PROBLEM TO SOLVE
Please extract the stretch of the proteomics missing-values passage from "[1] peptides: SummarizedExperiment" through "peptides upon filtering.", word for word.

PASSAGE TO READ

----

The data are characterised by a high proportion of missing values as reported by nNA() from the QFeatures package. The function computes the number and the proportion of missing values across peptides, samples or for the whole data set and return a list of three tables called nNArows, nNAcols, and nNA, respectively.

nNaRes <- nNA(spikein, "peptides")
range(nNaRes$nNAcols$pNA)
[1] 0.2196928 0.2649294

The samples contain between 22% and 26.5% missing values. The missingness within each peptide is more variable, with most peptides found accross all samples (nNA is 0) and other that could not be quantified in any sample (nNA is 20), as depicted by the histogram below.

data.frame(nNaRes$nNArows) |> 
  ggplot() +
  aes(x = nNA) +
  geom_histogram(bins = 15) +
  ggtitle("Number of missing values for each peptide")

TODO assigned:Lieven DO WE USE THE SAME STRATEGY AS IN EDGER? Observe in at least as many samples as in the smallest group or in the minimum of 1/leverage for more complex designs? minSampleSize <- 1/max(hat(design))

We keep peptides that were observed at last 4 times out of the \(n = 20\) samples, so that we can estimate the peptide characteristics. We tolerate the following proportion of NAs: \(\text{pNA} = \frac{(n - 4)}{n} = 0.8\), so we keep peptides that are observed in at least 20% of the samples, which corresponds to one treatment condition. This is an arbitrary value that may need to be adjusted depending on the experiment and the data set.

nObs <- 4
n <- ncol(spikein[["peptides_log"]])
(spikein <- filterNA(spikein, i = "peptides_log", pNA = (n - nObs) / n))
An instance of class QFeatures (type: bulk) with 2 sets:

 [1] peptides: SummarizedExperiment with 30661 rows and 20 columns 
 [2] peptides_log: SummarizedExperiment with 27850 rows and 20 columns 

We keep 27850 peptides upon filtering.

1.4.4 Normalisation

The most common objective of MS-based proteomics experiments is to understand the biological changes in protein abundance between experimental conditions. However, changes in measurements between groups can be caused due to technical factors. For instance, there are systematic fluctuations from run-to-run that shift the measured intensity distribution. We can this explore as follows:

  1. We extract the sets containing the log transformed data. This is performed using QFeatures’ 3-way subsetting8.
  2. We use longForm() to convert the QFeatures object into a long table, including condition and concentration for filtering and colouring.
  3. We visualise the density of the quantitative values within each sample. We colour each sample based on its spike-in condition.
spikein[, , "peptides_log"] |> ## 1.

----

SOURCE DATA

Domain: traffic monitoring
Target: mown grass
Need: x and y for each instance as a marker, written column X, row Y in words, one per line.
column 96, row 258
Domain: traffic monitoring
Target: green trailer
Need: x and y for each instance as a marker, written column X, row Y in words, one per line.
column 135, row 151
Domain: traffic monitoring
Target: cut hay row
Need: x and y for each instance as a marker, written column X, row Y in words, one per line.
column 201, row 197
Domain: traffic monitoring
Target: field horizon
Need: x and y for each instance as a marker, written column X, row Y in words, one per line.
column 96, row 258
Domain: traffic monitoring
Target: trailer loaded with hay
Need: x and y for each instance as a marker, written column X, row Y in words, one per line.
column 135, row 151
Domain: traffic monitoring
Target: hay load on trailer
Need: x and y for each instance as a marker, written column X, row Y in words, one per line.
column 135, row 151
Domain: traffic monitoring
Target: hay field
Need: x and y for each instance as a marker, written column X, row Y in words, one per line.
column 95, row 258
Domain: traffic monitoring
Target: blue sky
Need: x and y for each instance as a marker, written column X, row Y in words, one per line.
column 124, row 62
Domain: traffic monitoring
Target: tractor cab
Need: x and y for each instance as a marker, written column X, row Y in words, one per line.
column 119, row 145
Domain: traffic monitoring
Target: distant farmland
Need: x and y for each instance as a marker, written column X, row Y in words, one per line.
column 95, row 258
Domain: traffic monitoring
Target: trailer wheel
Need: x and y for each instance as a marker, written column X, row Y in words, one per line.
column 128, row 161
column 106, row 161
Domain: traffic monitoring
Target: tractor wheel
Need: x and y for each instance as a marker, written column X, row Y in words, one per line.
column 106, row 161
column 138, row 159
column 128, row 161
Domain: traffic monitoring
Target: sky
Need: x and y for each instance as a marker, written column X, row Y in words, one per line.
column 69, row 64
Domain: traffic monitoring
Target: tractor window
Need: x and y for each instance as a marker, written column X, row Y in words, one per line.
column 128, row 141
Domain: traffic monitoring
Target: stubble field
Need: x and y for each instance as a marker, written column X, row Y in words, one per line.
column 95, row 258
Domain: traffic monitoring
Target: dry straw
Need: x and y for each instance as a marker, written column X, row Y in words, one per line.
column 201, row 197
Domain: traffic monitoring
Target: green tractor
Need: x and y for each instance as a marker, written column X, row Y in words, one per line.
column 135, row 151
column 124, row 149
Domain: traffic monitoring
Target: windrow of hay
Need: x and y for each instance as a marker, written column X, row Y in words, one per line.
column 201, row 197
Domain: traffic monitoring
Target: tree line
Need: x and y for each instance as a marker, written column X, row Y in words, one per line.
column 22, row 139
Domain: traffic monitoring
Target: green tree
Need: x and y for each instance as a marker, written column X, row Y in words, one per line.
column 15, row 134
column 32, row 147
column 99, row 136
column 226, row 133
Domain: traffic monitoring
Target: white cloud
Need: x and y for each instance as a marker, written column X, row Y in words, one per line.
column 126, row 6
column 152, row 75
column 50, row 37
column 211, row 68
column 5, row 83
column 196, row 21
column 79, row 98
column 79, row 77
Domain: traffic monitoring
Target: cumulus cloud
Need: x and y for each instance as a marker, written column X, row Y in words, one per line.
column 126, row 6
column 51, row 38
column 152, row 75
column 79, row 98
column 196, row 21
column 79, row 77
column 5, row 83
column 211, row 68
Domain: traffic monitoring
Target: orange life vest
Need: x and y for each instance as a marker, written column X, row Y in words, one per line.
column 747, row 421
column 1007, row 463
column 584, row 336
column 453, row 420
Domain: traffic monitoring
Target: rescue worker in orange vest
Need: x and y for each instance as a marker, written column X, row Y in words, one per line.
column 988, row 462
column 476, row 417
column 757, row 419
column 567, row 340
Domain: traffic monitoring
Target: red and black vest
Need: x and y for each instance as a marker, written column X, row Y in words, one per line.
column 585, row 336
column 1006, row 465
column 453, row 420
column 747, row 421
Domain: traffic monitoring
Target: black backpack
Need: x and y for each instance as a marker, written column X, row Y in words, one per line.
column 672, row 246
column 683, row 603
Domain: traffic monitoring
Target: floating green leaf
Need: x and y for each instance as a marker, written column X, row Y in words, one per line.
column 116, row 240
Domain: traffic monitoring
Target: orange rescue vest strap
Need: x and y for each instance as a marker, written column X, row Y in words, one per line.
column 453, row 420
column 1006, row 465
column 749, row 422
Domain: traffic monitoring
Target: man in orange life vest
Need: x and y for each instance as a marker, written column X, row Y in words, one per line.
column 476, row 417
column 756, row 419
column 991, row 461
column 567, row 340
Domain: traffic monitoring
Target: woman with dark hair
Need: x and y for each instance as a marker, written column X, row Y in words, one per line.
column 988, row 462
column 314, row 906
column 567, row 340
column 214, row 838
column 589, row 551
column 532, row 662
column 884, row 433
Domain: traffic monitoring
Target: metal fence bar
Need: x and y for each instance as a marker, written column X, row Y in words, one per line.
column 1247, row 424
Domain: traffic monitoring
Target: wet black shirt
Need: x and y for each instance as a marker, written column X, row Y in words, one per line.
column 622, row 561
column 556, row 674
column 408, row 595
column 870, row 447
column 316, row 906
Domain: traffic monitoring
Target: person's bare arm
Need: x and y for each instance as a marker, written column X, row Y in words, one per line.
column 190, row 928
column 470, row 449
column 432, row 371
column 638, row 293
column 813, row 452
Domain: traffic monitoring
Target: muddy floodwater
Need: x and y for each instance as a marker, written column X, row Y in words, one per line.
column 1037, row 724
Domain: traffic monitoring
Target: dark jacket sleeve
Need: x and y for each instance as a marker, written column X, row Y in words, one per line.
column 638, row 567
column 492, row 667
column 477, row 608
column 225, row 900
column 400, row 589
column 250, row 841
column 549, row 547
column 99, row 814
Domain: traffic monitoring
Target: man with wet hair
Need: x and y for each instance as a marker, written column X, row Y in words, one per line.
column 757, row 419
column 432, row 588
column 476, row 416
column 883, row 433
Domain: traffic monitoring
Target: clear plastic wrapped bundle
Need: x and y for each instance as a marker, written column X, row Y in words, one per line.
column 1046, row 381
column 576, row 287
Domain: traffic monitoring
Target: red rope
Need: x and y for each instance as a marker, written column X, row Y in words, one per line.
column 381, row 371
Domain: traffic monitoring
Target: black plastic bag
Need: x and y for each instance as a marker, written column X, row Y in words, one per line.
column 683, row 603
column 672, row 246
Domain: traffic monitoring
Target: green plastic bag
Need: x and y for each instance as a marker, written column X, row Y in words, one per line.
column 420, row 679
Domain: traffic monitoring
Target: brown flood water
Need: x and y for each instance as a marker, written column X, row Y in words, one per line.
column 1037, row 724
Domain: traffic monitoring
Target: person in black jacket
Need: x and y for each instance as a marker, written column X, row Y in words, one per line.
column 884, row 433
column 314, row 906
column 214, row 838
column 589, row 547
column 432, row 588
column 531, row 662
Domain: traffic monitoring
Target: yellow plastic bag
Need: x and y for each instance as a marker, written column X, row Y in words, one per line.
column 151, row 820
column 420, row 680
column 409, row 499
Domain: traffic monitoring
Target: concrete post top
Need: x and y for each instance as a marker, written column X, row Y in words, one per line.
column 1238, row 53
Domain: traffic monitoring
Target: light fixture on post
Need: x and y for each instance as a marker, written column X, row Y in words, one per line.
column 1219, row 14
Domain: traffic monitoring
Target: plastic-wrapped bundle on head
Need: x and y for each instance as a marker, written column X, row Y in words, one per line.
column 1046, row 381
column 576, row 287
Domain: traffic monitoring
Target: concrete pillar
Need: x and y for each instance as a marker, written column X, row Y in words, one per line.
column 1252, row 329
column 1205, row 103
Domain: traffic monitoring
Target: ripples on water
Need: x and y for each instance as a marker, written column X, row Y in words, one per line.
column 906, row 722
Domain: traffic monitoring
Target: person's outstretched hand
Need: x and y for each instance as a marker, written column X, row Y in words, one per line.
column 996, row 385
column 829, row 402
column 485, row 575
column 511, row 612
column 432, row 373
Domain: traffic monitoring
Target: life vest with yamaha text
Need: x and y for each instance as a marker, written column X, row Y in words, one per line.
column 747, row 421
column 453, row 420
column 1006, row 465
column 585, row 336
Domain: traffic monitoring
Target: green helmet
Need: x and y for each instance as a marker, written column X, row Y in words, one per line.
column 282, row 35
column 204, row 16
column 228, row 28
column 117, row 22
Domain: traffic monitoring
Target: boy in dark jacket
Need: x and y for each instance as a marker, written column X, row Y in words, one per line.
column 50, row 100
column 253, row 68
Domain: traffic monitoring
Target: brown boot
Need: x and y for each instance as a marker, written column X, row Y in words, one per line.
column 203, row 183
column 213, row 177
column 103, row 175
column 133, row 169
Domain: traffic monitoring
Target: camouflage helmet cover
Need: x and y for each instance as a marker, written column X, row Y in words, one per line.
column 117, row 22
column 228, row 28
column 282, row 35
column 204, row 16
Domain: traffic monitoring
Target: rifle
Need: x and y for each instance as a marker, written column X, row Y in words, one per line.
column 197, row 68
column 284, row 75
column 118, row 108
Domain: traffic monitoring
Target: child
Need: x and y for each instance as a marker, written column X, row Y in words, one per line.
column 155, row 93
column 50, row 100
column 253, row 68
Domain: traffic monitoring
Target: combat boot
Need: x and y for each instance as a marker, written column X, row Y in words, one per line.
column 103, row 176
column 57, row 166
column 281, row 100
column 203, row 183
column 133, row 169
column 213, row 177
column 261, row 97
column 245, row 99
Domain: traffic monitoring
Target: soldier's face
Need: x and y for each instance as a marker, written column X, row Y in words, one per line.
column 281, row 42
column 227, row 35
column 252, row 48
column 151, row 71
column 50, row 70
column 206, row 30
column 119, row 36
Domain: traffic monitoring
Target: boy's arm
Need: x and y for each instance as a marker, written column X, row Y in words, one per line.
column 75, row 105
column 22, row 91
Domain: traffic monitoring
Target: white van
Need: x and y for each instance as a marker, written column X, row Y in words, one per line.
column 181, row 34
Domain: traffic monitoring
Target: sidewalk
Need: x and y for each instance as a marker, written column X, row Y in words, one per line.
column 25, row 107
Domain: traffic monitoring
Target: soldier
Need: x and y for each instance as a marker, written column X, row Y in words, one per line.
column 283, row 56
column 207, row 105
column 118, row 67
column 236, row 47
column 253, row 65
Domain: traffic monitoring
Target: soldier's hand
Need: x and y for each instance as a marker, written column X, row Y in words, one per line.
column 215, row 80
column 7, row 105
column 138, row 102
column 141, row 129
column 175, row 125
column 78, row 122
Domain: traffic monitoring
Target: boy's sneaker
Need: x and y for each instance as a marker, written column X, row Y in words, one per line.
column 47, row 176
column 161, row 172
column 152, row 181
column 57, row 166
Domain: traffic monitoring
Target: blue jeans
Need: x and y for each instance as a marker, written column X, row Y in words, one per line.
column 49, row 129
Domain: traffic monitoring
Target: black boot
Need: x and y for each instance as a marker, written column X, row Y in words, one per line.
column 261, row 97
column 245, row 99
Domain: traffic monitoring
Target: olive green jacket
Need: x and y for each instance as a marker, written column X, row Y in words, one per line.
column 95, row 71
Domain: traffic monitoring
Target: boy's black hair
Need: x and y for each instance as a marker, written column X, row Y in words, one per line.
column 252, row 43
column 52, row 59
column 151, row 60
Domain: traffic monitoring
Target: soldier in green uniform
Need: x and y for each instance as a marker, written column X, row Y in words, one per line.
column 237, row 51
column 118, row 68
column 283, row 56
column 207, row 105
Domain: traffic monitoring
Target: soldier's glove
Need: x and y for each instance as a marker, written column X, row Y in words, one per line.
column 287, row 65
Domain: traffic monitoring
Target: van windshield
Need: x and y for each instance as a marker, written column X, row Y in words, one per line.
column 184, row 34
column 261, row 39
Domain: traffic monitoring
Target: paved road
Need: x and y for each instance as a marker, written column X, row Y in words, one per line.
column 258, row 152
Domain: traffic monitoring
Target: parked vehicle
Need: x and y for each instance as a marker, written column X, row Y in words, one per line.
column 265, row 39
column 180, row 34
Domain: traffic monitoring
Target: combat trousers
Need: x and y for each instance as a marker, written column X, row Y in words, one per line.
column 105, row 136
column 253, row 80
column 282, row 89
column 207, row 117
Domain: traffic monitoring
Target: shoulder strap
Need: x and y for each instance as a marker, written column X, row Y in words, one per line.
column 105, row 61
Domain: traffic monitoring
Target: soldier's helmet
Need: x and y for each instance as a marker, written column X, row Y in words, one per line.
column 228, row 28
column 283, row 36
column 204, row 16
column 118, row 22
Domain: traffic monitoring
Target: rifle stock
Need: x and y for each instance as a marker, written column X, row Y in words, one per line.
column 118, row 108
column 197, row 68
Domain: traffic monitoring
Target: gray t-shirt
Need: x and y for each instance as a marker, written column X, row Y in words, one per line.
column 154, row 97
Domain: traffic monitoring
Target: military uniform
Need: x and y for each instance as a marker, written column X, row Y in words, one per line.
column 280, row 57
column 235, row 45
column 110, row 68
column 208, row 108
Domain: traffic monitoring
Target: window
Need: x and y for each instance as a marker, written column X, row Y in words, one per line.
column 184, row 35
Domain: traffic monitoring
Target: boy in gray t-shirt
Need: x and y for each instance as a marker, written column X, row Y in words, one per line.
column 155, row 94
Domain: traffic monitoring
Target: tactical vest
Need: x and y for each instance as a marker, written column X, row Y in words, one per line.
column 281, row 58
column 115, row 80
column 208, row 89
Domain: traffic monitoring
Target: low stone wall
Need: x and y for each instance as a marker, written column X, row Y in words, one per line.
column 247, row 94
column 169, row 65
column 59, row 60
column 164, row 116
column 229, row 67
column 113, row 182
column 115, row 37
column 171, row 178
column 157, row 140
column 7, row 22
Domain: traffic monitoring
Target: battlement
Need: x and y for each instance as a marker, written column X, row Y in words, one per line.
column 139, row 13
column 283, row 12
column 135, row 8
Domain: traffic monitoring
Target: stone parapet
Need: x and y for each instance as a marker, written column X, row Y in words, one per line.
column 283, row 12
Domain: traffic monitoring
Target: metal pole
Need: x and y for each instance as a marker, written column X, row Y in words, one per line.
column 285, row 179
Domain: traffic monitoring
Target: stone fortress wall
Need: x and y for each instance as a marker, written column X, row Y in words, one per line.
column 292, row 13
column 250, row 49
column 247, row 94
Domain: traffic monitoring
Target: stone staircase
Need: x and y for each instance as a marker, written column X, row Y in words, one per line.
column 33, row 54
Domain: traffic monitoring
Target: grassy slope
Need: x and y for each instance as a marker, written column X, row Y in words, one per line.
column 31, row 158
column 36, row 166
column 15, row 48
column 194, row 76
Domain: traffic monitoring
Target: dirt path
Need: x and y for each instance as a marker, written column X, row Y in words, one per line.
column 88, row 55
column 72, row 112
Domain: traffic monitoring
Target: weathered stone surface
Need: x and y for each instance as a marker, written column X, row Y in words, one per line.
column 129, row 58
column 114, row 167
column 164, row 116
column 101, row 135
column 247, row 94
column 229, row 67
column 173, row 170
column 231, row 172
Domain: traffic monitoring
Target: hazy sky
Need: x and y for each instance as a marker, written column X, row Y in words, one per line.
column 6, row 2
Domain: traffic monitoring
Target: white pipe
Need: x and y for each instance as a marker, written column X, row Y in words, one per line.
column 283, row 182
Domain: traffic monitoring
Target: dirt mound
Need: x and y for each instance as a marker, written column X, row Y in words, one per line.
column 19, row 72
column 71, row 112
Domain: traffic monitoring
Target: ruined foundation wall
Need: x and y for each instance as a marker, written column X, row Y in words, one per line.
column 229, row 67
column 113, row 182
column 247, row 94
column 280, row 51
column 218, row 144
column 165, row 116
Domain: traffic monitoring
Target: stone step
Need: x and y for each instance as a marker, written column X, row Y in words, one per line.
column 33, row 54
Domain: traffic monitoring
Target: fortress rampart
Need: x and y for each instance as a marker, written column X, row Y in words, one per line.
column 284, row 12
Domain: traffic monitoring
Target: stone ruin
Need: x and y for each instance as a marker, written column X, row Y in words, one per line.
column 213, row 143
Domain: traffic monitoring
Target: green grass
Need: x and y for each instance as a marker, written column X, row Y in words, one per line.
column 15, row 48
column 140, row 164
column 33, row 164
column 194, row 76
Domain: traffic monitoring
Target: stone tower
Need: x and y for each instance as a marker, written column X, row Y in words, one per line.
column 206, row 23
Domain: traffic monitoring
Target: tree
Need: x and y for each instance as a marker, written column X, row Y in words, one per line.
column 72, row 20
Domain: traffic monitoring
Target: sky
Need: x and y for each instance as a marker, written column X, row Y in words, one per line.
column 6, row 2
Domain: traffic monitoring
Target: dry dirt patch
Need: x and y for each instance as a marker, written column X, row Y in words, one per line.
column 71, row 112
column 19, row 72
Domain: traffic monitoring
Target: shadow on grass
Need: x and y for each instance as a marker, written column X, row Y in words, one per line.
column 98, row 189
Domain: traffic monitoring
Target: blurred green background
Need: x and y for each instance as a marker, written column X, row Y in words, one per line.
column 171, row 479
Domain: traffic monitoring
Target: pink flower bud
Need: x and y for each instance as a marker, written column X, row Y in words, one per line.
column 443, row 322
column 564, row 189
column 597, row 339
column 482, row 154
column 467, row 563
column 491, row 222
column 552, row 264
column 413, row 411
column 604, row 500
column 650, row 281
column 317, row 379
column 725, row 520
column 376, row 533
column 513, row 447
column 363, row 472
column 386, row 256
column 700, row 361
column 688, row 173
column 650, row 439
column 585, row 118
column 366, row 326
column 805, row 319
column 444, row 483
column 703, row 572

----

THE ANSWER
[1] peptides: SummarizedExperiment with 30661 rows and 20 columns 
 [2] peptides_log: SummarizedExperiment with 27850 rows and 20 columns 

We keep 27850 peptides upon filtering.